▶ **Task statement**:
Please print the entries below exactly, from the line with "# locate the baby's blonde" through the line with "# locate the blue", including both of those lines and leaving out all others.

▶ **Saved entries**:
━━━━━━━━━━

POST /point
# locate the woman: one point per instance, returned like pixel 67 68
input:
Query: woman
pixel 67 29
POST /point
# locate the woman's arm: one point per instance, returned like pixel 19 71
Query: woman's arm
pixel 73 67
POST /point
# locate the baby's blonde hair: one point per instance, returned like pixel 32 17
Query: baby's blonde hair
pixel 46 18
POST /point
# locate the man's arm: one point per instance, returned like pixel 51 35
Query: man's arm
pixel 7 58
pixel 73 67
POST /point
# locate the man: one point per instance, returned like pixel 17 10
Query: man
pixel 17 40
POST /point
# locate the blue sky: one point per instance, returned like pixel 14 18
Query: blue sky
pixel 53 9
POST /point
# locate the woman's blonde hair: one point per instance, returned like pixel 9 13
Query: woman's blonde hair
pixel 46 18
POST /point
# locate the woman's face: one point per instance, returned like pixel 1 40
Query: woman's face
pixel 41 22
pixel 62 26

━━━━━━━━━━

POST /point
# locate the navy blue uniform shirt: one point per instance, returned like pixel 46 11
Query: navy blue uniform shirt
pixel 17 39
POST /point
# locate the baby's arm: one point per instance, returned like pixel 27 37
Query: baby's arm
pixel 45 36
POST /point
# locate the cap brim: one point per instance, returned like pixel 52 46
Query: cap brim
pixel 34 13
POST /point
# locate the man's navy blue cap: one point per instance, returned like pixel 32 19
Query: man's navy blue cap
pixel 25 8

━━━━━━━━━━

▶ **Your response**:
# locate the baby's blonde hair: one point per instance, returned like pixel 32 17
Query: baby's blonde hair
pixel 46 18
POST /point
# locate the man's arm: one point per instance, returned like pixel 51 35
Query: man's arm
pixel 7 58
pixel 73 67
POST /point
# locate the man: one point per instance, returned like pixel 17 10
Query: man
pixel 17 40
POST /point
# locate the blue sky: one point per instance, returned like pixel 14 18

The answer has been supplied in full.